◆ Fragmento del texto:
¡Esta es una chica especial!
Leí ¡Esta es una chica especial!, el primer libro de cuentos de Gianina Covezzi, editado por Aguinaldo, hace semanas, meses. Hoy escribí esta reseña para contar la forma que tomó en el recuerdo:
En ¿Cómo debe leerse un libro? Virginia Woolf sugiere con énfasis que nos entreguemos a los libros tan desnudos como podamos, que recibamos cada uno de los matices y propuestas sin prejuicios ni ideas literarias; quizás sí con la expectativa alegre de que nos gustará.
Después, cuando hayamos mirado por la ventana o nos hayamos quedados dormidos y se haya asentado el polvo de la lectura, podemos confiar en que el libro regresará con todos sus detalles ordenados y podremos juzgarlo “de una forma recia y duradera”. Deberemos haberlo olvidado un poco para saber si realmente nos gustó, porque será en su recuerdo que tomará su forma definitiva. Justo ahí. En ese instante de recuerdo, seremos tan amables como severos y tendremos el veredicto final sobre ese libro que nos hizo perder tiempo.
Pero, aunque Woolf nos invita a leer con más placer y rigor, a mí no me dicta lentamente, palabra a palabra, cómo transcribir la sentencia sentimental que tengo sobre ¡Esta es una chica especial!, no importa cuán ordenados tenga sus detalles. ¿Cómo hago yo para que se entienda lo que siento ahora o lo que sentí al terminar cada cuento si lo único que pude exclamar salió en forma de suspiro?
Me animaría a decir que una parte del sentimiento de maravilla de mi veredicto se debe a que está perfecto eso que me gusta llamar la Combinación Mágica. La Combinación Mágica sugiere que se hace realidad una experiencia gracias a la mezcla de lo vívido y lo confuso.

◆ Tarea asignada 1: Muestra cada línea de los registros en la que aparezca la palabra "trunk".
◆ Tarea asignada 2: Prosigue la reseña del libro ¡Esta es una chica especial! a partir de su última oración.

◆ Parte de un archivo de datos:
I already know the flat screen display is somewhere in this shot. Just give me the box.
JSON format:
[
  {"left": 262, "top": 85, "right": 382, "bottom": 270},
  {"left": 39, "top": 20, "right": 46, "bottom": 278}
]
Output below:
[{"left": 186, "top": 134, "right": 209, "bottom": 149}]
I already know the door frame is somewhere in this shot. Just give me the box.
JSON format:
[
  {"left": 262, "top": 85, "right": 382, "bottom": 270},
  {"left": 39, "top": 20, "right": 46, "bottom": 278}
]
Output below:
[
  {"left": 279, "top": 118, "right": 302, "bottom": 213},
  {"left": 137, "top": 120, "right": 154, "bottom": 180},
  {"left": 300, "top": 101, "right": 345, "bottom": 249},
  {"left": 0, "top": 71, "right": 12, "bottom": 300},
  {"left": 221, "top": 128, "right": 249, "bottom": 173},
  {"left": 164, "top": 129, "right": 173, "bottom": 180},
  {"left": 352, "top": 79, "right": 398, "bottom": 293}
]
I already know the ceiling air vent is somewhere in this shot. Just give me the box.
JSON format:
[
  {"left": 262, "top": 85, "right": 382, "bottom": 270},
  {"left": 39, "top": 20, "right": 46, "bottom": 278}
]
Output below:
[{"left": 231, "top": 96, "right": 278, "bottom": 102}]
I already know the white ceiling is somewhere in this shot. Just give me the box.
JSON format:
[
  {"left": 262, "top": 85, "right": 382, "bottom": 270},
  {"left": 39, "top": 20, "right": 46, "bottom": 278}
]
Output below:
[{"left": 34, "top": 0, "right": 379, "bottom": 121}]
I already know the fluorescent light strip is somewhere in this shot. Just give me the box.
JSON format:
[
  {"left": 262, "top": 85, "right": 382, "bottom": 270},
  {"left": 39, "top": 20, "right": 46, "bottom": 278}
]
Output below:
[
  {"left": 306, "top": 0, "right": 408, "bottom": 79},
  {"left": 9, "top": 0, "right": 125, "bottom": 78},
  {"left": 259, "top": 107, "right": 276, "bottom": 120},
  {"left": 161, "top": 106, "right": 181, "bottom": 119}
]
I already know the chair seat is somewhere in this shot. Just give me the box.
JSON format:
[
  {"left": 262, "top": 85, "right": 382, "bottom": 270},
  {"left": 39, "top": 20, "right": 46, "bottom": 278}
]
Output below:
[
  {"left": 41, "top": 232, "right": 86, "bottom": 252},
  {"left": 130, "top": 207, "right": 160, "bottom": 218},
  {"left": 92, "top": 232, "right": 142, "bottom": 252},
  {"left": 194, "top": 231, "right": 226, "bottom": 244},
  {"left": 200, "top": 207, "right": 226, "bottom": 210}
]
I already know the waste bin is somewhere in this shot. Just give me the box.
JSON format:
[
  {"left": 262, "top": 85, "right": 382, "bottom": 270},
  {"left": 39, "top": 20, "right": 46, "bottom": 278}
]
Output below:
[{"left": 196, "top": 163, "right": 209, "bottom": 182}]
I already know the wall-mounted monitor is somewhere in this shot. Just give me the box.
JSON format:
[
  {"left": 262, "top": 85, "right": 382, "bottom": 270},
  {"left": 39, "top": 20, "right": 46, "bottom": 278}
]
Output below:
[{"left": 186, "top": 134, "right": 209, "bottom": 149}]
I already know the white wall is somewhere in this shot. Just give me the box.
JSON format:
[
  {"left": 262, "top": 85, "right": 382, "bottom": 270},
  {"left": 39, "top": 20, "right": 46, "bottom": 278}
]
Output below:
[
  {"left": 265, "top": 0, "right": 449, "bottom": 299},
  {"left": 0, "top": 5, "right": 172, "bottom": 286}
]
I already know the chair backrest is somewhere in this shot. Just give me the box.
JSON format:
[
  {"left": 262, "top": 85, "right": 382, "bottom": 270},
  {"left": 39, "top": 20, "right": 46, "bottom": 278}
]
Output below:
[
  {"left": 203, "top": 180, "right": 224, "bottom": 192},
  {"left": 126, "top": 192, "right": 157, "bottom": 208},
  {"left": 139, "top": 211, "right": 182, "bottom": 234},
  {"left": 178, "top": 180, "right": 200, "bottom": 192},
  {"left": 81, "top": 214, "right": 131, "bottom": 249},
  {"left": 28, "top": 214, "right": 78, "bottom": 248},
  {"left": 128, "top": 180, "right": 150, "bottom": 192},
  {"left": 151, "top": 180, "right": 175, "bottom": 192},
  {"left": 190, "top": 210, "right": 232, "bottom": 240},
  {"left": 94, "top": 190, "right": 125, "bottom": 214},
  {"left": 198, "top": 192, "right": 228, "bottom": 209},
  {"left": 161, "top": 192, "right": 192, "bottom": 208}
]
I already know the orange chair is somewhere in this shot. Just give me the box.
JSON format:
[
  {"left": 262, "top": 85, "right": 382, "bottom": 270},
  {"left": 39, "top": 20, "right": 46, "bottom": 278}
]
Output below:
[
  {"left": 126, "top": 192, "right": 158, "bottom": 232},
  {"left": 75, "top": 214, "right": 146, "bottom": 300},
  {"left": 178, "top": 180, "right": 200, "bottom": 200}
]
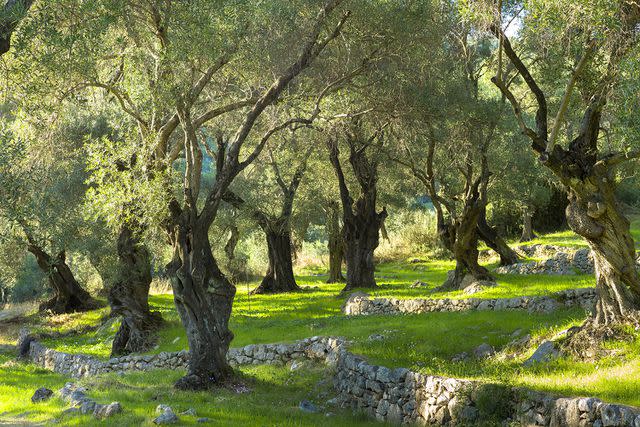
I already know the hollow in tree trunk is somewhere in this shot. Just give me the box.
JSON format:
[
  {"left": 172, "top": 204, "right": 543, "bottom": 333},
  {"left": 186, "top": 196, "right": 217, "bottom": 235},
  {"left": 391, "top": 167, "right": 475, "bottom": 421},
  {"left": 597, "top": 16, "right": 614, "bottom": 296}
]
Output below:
[
  {"left": 520, "top": 208, "right": 538, "bottom": 242},
  {"left": 478, "top": 208, "right": 520, "bottom": 265},
  {"left": 167, "top": 204, "right": 236, "bottom": 390},
  {"left": 108, "top": 226, "right": 162, "bottom": 356},
  {"left": 251, "top": 221, "right": 300, "bottom": 294},
  {"left": 27, "top": 243, "right": 99, "bottom": 314}
]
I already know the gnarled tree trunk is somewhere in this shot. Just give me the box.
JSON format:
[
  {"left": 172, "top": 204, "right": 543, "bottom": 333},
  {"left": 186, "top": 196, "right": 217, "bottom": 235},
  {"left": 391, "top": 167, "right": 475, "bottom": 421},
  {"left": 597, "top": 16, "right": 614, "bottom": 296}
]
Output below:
[
  {"left": 438, "top": 196, "right": 493, "bottom": 290},
  {"left": 326, "top": 202, "right": 345, "bottom": 283},
  {"left": 492, "top": 18, "right": 640, "bottom": 328},
  {"left": 27, "top": 242, "right": 98, "bottom": 314},
  {"left": 329, "top": 120, "right": 387, "bottom": 292},
  {"left": 342, "top": 203, "right": 387, "bottom": 291},
  {"left": 167, "top": 206, "right": 236, "bottom": 390},
  {"left": 251, "top": 218, "right": 300, "bottom": 294},
  {"left": 520, "top": 208, "right": 538, "bottom": 242},
  {"left": 109, "top": 226, "right": 162, "bottom": 356},
  {"left": 478, "top": 207, "right": 520, "bottom": 265},
  {"left": 224, "top": 225, "right": 240, "bottom": 261},
  {"left": 566, "top": 174, "right": 640, "bottom": 325}
]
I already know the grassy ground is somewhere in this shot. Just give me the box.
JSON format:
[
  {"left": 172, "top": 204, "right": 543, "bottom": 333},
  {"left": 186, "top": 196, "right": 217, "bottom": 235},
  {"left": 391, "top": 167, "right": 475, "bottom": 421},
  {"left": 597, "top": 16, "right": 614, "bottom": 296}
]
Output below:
[
  {"left": 0, "top": 221, "right": 640, "bottom": 425},
  {"left": 0, "top": 355, "right": 379, "bottom": 427}
]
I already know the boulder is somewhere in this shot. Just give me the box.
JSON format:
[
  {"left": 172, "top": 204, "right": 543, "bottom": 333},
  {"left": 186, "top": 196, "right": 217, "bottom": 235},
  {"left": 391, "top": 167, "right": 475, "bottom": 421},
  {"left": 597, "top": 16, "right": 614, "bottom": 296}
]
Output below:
[
  {"left": 93, "top": 402, "right": 122, "bottom": 419},
  {"left": 473, "top": 343, "right": 496, "bottom": 359},
  {"left": 523, "top": 341, "right": 560, "bottom": 366},
  {"left": 153, "top": 405, "right": 178, "bottom": 425},
  {"left": 298, "top": 400, "right": 320, "bottom": 413},
  {"left": 31, "top": 387, "right": 53, "bottom": 403}
]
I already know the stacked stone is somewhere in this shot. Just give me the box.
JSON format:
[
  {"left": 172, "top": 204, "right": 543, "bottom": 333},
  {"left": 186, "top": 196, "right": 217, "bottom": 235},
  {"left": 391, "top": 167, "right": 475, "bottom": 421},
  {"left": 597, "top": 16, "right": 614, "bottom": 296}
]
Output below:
[
  {"left": 514, "top": 389, "right": 640, "bottom": 427},
  {"left": 335, "top": 352, "right": 478, "bottom": 425},
  {"left": 22, "top": 334, "right": 640, "bottom": 427},
  {"left": 335, "top": 349, "right": 640, "bottom": 427},
  {"left": 24, "top": 337, "right": 342, "bottom": 378},
  {"left": 343, "top": 288, "right": 596, "bottom": 316}
]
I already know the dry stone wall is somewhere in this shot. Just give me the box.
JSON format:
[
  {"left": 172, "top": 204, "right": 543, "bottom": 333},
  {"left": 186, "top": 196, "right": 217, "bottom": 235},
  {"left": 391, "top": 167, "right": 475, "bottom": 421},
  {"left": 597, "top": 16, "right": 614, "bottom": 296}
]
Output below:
[
  {"left": 495, "top": 245, "right": 640, "bottom": 275},
  {"left": 335, "top": 352, "right": 640, "bottom": 427},
  {"left": 343, "top": 288, "right": 596, "bottom": 316},
  {"left": 22, "top": 337, "right": 640, "bottom": 427},
  {"left": 23, "top": 337, "right": 344, "bottom": 378}
]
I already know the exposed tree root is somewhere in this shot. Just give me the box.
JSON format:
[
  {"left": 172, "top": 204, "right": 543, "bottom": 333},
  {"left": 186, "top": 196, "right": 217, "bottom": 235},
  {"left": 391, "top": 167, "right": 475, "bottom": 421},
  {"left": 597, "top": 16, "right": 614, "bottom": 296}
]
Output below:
[{"left": 559, "top": 317, "right": 640, "bottom": 361}]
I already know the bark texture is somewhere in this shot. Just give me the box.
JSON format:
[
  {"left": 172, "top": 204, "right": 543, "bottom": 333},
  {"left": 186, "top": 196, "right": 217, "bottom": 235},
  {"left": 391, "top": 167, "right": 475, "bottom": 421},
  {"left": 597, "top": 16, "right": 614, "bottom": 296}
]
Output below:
[
  {"left": 167, "top": 204, "right": 236, "bottom": 390},
  {"left": 478, "top": 206, "right": 520, "bottom": 265},
  {"left": 520, "top": 209, "right": 538, "bottom": 242},
  {"left": 252, "top": 221, "right": 300, "bottom": 294},
  {"left": 326, "top": 202, "right": 345, "bottom": 283},
  {"left": 27, "top": 242, "right": 98, "bottom": 314},
  {"left": 158, "top": 0, "right": 349, "bottom": 390},
  {"left": 108, "top": 226, "right": 162, "bottom": 356},
  {"left": 329, "top": 122, "right": 387, "bottom": 292},
  {"left": 492, "top": 15, "right": 640, "bottom": 329}
]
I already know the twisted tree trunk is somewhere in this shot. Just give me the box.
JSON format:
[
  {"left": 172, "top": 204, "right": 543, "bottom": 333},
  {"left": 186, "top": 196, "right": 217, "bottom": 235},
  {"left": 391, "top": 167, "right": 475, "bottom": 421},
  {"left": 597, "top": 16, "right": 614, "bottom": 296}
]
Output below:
[
  {"left": 328, "top": 120, "right": 387, "bottom": 292},
  {"left": 520, "top": 208, "right": 538, "bottom": 242},
  {"left": 167, "top": 204, "right": 236, "bottom": 390},
  {"left": 327, "top": 202, "right": 345, "bottom": 283},
  {"left": 492, "top": 18, "right": 640, "bottom": 328},
  {"left": 438, "top": 197, "right": 493, "bottom": 290},
  {"left": 27, "top": 242, "right": 99, "bottom": 314},
  {"left": 478, "top": 207, "right": 520, "bottom": 265},
  {"left": 224, "top": 225, "right": 240, "bottom": 261},
  {"left": 566, "top": 168, "right": 640, "bottom": 325},
  {"left": 109, "top": 226, "right": 162, "bottom": 356},
  {"left": 251, "top": 218, "right": 300, "bottom": 294},
  {"left": 342, "top": 203, "right": 387, "bottom": 291}
]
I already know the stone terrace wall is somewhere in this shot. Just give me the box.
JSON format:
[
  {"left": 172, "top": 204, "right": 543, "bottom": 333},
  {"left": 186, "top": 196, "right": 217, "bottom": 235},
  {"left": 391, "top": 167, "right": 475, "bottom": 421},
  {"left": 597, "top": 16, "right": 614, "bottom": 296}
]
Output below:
[
  {"left": 25, "top": 337, "right": 337, "bottom": 378},
  {"left": 22, "top": 337, "right": 640, "bottom": 427},
  {"left": 343, "top": 288, "right": 596, "bottom": 316},
  {"left": 335, "top": 352, "right": 640, "bottom": 427},
  {"left": 496, "top": 245, "right": 640, "bottom": 275}
]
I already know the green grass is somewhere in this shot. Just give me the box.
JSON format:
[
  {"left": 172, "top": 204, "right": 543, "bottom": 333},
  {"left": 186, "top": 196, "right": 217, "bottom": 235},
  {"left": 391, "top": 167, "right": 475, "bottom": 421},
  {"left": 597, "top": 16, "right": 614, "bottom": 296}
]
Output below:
[
  {"left": 514, "top": 215, "right": 640, "bottom": 249},
  {"left": 0, "top": 355, "right": 380, "bottom": 427},
  {"left": 0, "top": 220, "right": 640, "bottom": 426}
]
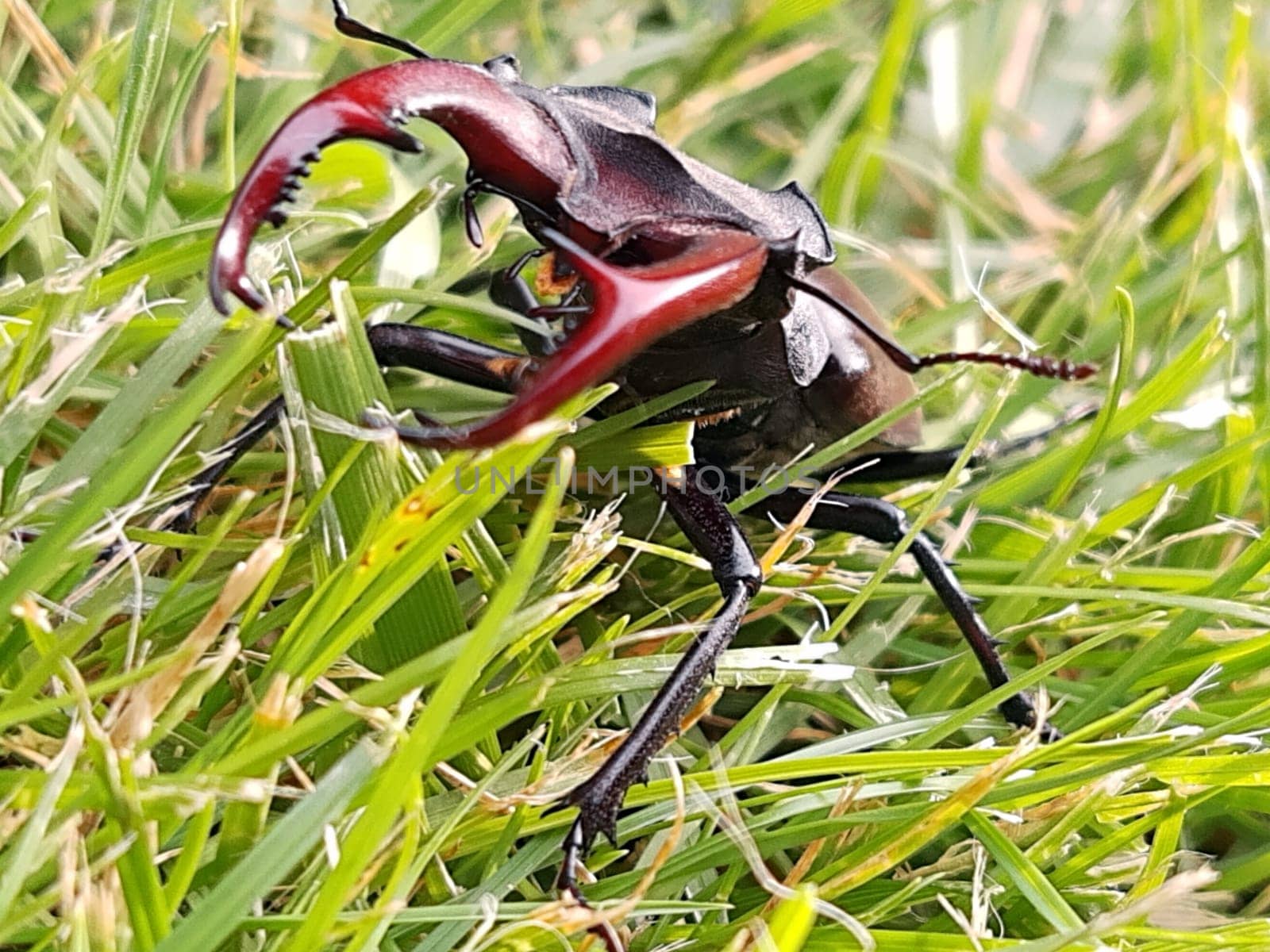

◆ Respuesta escrita 1:
I already know the hollow in tree trunk is somewhere in this shot. Just give me the box.
I already know the gnarled tree trunk is somewhere in this shot. Just give me the box.
I already know the twisted tree trunk is somewhere in this shot. Just give me the box.

◆ Respuesta escrita 2:
Por ejemplo, sé que viví fielmente la autoconciencia adolescente de la protagonista de “Angelito” cuando, frente al hombre que admira, siente sus cachetes arder como los de “una aldeana de un pueblo de montaña que vuelve de arriar a las cabras y es fotografiada entre pinos y nieve”; juro que la sentí en carne propia. Y estoy segura de que cualquiera podrá escuchar el ruido de los cuatriciclos en “Médanos”, sentir la tiara ajustada en el cráneo en “Gabriel” o el calor en “Embarcación bebé”.
Pero el talento para describir escenas vívidamente no alcanza cuando no viene acompañado del otro factor de la combinación: lo confuso.
Lo confuso en “Angelito”, por ejemplo, se instala unos renglones después cuando vemos que hay una señora enterrando objetos entre las plantas. Y es justo ahí, creo, que todo —los cachetes, el hombre, la ropa, ella— se vuelve realidad; justo cuando eso confuso, ese símbolo que no tiene traducción fiel, aparece. ¿Acaso necesitamos no entender lo que estamos viendo para que todo se haga realidad?
Después, al recordar el primer cuento del libro, “Un amor más grande entre nosotras”, y tratar de entender la escena del chico que pega continuos latigazos a una pared mientras se lamenta la herida de un caballo, intenté crear tercas teorías psicoanalíticas o literarias, pero fallé. No podía resolver el misterio que se encierra en esa escena. Es que en una historia que tiene atravesadas, como espadas filosas, cuestiones de clase, de amor, amistad y mandatos infantiles, no se puede meter la mano así nomás, no es fácil.
Este libro no se entiende en su totalidad, no hay de dónde agarrar; lo confuso y lo vívido se mezclaron tanto que todos sus personajes son absolutamente reales. Cada experiencia sucedió, si la leíste.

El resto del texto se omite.